**Task details:**
Every record should be written out exactly, with the pictures left out.

**Records to process:**

**********

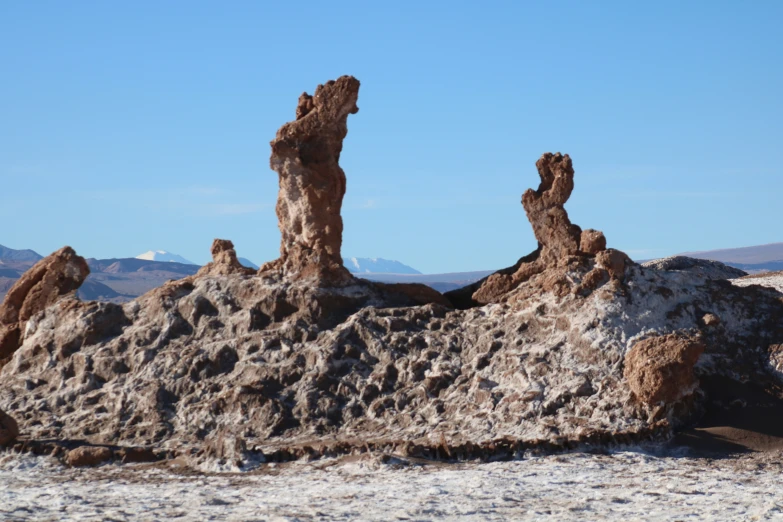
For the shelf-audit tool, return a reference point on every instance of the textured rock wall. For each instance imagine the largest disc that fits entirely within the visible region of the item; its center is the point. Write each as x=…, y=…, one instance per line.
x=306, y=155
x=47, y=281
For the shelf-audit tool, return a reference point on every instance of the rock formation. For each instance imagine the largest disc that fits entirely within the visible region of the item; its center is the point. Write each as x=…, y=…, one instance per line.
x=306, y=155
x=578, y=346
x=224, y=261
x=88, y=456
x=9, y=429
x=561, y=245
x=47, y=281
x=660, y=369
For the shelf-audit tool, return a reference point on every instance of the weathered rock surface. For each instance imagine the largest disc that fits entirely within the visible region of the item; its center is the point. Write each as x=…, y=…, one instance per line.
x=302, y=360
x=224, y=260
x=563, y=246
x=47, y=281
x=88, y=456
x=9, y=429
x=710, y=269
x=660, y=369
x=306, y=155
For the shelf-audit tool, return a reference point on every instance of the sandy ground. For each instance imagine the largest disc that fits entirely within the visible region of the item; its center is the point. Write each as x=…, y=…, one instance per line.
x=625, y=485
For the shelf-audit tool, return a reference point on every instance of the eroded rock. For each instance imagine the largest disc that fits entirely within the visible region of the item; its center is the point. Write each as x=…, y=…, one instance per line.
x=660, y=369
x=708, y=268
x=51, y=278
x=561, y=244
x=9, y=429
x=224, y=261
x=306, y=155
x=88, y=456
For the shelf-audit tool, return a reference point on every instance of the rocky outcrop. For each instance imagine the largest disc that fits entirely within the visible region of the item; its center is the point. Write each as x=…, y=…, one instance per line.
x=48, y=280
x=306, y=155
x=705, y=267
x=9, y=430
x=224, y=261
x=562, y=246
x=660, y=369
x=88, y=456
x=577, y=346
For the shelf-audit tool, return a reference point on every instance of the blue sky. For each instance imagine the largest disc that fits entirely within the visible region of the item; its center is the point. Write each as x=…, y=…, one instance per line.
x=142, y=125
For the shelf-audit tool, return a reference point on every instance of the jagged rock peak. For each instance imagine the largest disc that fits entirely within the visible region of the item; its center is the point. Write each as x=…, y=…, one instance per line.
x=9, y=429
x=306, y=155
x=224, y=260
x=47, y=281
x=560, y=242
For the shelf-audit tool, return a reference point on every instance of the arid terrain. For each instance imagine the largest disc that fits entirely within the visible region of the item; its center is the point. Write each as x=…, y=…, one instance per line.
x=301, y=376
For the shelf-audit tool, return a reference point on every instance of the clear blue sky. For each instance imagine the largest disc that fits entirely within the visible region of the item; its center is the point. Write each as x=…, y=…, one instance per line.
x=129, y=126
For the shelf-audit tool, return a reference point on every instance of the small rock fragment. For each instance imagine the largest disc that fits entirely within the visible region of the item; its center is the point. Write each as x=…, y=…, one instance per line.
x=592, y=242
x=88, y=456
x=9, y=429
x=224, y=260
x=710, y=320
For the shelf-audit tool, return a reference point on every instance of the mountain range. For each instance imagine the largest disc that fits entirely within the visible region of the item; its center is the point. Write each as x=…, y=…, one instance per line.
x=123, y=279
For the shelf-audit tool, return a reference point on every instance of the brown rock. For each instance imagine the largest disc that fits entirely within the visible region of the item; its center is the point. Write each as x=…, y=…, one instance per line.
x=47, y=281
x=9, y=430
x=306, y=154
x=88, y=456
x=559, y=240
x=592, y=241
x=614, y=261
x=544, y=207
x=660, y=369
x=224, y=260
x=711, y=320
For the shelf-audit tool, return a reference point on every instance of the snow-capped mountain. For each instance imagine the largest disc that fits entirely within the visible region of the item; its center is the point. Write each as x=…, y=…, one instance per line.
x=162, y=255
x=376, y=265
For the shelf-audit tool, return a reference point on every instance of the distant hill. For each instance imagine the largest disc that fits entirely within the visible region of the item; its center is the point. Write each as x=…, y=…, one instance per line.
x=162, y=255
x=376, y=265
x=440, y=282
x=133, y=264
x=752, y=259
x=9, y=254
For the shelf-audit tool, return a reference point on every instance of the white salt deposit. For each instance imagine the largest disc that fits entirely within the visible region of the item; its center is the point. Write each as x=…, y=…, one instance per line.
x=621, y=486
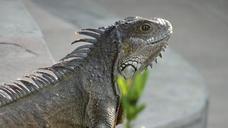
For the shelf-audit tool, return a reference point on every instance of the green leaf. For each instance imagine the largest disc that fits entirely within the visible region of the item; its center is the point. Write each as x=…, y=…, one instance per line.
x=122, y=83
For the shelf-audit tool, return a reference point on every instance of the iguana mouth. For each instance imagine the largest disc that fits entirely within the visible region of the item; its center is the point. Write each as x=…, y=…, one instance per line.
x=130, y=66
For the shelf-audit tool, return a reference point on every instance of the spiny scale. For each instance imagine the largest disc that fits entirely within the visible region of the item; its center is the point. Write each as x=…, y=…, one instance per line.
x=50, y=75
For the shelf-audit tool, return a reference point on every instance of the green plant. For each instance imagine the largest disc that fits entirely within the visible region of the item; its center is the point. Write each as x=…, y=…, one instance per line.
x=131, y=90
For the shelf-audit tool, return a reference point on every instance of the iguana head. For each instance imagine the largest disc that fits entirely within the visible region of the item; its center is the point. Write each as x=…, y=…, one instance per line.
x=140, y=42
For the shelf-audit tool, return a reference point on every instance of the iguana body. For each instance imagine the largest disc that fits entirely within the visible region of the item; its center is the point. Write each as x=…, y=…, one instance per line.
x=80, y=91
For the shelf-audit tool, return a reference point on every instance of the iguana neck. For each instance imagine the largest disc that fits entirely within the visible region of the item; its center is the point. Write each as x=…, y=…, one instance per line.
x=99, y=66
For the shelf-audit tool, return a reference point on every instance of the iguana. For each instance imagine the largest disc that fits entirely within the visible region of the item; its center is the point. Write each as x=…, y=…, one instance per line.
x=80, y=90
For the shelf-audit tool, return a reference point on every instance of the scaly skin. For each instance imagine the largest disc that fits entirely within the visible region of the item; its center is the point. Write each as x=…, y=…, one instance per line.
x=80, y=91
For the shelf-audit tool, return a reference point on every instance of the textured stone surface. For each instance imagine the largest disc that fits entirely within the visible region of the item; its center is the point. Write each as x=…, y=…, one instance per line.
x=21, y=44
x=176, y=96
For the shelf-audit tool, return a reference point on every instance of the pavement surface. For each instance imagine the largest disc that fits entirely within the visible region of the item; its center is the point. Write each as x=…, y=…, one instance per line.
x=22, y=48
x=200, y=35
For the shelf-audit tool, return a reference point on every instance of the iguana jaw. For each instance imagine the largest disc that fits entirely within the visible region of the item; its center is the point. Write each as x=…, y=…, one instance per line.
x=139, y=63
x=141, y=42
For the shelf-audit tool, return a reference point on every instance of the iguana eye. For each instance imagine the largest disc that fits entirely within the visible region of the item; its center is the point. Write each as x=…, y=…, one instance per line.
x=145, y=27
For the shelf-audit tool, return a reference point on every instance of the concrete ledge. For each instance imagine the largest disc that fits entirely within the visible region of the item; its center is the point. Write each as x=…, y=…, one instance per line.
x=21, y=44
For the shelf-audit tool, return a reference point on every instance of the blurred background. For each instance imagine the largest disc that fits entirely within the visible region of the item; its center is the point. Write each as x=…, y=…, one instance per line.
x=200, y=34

**********

**Exercise result:**
For the shelf-audit tool, return a reference point on every instance of the textured rock wall. For each instance imagine the largest disc that fits entirely within the visible region of the item; its center is the point. Write each as x=…, y=…, one instance per line.
x=306, y=155
x=47, y=281
For the shelf-audit tool, return a reference point on every instance of the rock formation. For each instance imagine the largest disc that fits entirely within the visible region of the item; its center is the point. Write each as x=…, y=…, one instance per line.
x=306, y=155
x=578, y=346
x=224, y=261
x=88, y=456
x=9, y=429
x=561, y=245
x=47, y=281
x=660, y=369
For the shelf-audit tool, return a reference point on every instance of the weathered rock surface. For each instance imagine the largest disc that fits entirely within the visible region of the item; its center is the point. Write each as x=…, y=…, one instance per line.
x=302, y=360
x=224, y=260
x=563, y=246
x=47, y=281
x=88, y=456
x=9, y=429
x=710, y=269
x=660, y=369
x=306, y=155
For the shelf-audit tool, return a reference point on every instance of the sandy ground. For each instance imagine the largest disc that fits entirely within the visible region of the item; its center is the point. Write each as x=…, y=…, one instance per line.
x=625, y=485
For the shelf-audit tool, return a reference point on every instance of the eroded rock. For each instance imagine the largest disc that fits entirely within the visible region of the item; its center is the point. Write each as x=…, y=…, one instance per line.
x=660, y=369
x=708, y=268
x=51, y=278
x=561, y=244
x=9, y=429
x=224, y=261
x=306, y=155
x=88, y=456
For the shelf-audit tool, return a reference point on every instance of the rocky outcrop. For each instance imagine the largest disc that fits entirely within the visible region of the item; its center is the point. Write each as x=…, y=…, one instance per line.
x=48, y=280
x=306, y=155
x=705, y=267
x=9, y=430
x=224, y=261
x=562, y=246
x=660, y=369
x=88, y=456
x=577, y=346
For the shelf-audit tool, return a reference point on every instance of the blue sky. For each instance imagine the largest disc that fits entirely within the visible region of the item; its center is the point. Write each as x=…, y=…, one instance per line.
x=142, y=125
For the shelf-audit tool, return a reference point on every instance of the jagged rock peak. For each instance imagine the largest disc that fits entirely within the visible region of the item; its center is the point. Write each as x=…, y=…, one instance per line.
x=9, y=429
x=306, y=155
x=224, y=260
x=47, y=281
x=560, y=242
For the shelf-audit tool, return a reference point on every instance of the arid terrain. For each instance imagine the largest disc that fits entirely within the visible region of the item; its center is the point. Write each as x=…, y=…, one instance per line.
x=301, y=376
For the shelf-audit tool, return a reference point on every instance of the clear blue sky. For each instance imagine the largest disc that fits entirely within the visible region of the item; its center is the point. Write each as x=…, y=…, one instance per line.
x=129, y=126
For the shelf-audit tool, return a reference point on every instance of the small rock fragment. For each instance imagine the largest disc that fits entirely within the visible region of the item; its center is the point. Write each as x=…, y=…, one instance per line.
x=592, y=242
x=88, y=456
x=9, y=429
x=224, y=260
x=710, y=320
For the shelf-audit tool, return a reference point on every instance of the mountain range. For each instance imagine the largest disc that fits entirely within the visible region of the item; its center is the point. Write each as x=…, y=…, one instance per line.
x=123, y=279
For the shelf-audit tool, return a reference point on every instance of the brown rock. For each instance imagine the largest disc that fits entirely within the visible region of the item; its center is the point. Write each as x=…, y=…, one instance per line.
x=47, y=281
x=9, y=430
x=306, y=154
x=88, y=456
x=559, y=240
x=592, y=241
x=614, y=261
x=544, y=207
x=660, y=369
x=224, y=260
x=711, y=320
For the shelf-audit tool, return a reference point on every instance of the snow-capped mountain. For each instance imagine the largest disc that fits entirely within the visible region of the item; its center is the point. Write each as x=…, y=…, one instance per line.
x=162, y=255
x=376, y=265
For the shelf-audit tool, return a reference point on every instance of the distant hill. For each instance imagine the largest disc that fits entirely within the visible region of the item; its center is the point. Write each as x=…, y=…, one instance per line.
x=162, y=255
x=376, y=265
x=440, y=282
x=133, y=264
x=752, y=259
x=9, y=254
For the shelf-audit tool, return a reference point on every instance of the white salt deposit. For each instance imagine the largest disc that fits entirely within the visible region of the item; its center is the point. Write each as x=…, y=…, one instance per line.
x=621, y=486
For the shelf-audit tool, return a reference point on every instance of the green leaf. For each instance imagine the largest disc that fits entirely within the visible region of the item; its center is the point. Write each as x=…, y=…, one instance per line.
x=122, y=83
For the shelf-audit tool, return a reference point on every instance of the iguana mouth. For each instance imagine the largest disc that fits entirely within the visible region of the item; its center is the point. Write each as x=…, y=…, one instance per line.
x=130, y=66
For the shelf-audit tool, return a reference point on every instance of the spiny scale. For each instance imagine the largest disc that fits entirely within the visible region of the item; its center is the point. Write each as x=…, y=…, one instance per line.
x=50, y=75
For the shelf-audit tool, return a reference point on every instance of the green plant. For each instance imagine the largest disc that fits entirely within the visible region of the item; its center is the point. Write each as x=…, y=…, one instance per line.
x=131, y=90
For the shelf-audit tool, return a reference point on every instance of the iguana head. For each instance imagine the largest disc that fits entirely within the visible region of the item; its center is the point. Write each as x=…, y=…, one instance per line.
x=140, y=42
For the shelf-audit tool, return a reference point on every instance of the iguana body. For each instance imagine the largest disc that fits entirely within the visible region of the item; its center is the point. Write each as x=…, y=…, one instance per line.
x=80, y=91
For the shelf-audit tool, return a reference point on every instance of the iguana neck. For each instance imagine the largest disc that fits entirely within the visible region of the item; its center is the point. Write each as x=…, y=…, one instance per line.
x=99, y=66
For the shelf-audit tool, return a reference point on every instance of the iguana. For each instance imagine the largest disc that fits entirely within the visible region of the item; its center is the point. Write each as x=…, y=…, one instance per line.
x=80, y=90
For the shelf-audit tool, return a reference point on every instance of the scaly skin. For each instance imagine the largest disc that fits entirely within the visible region of the item; its center is the point. Write each as x=…, y=…, one instance per line.
x=80, y=91
For the shelf-audit tool, return a reference point on every instance of the textured stone surface. For each instance imagine the largest disc that fits entirely within the visible region of the item; its center is the point. Write each as x=…, y=…, one instance per line.
x=21, y=44
x=176, y=96
For the shelf-audit tool, return a reference point on every instance of the pavement surface. For each instance imagine the largest disc that fits entirely within the visible region of the item; its center is the point. Write each as x=…, y=…, one instance per line.
x=22, y=48
x=200, y=35
For the shelf-audit tool, return a reference point on every instance of the iguana jaw. For each instance imagine the largest disc that fits entirely within the visible region of the item; its center is the point. Write each as x=…, y=…, one instance per line.
x=139, y=63
x=141, y=42
For the shelf-audit tool, return a reference point on every instance of the iguana eye. For each instance imagine the largest disc that fits entirely within the visible region of the item; its center is the point. Write each as x=…, y=…, one instance per line.
x=145, y=27
For the shelf-audit tool, return a reference point on every instance of the concrete ledge. For each instance imagine the largest disc that fits entirely within the visible region of the item; its center is the point. Write each as x=…, y=…, one instance per line.
x=21, y=44
For the shelf-audit tool, return a reference point on every instance of the blurred background. For each instance imagine the largest disc that fits entirely within the visible region of the item; its center is the point. Write each as x=…, y=…, one instance per line.
x=200, y=34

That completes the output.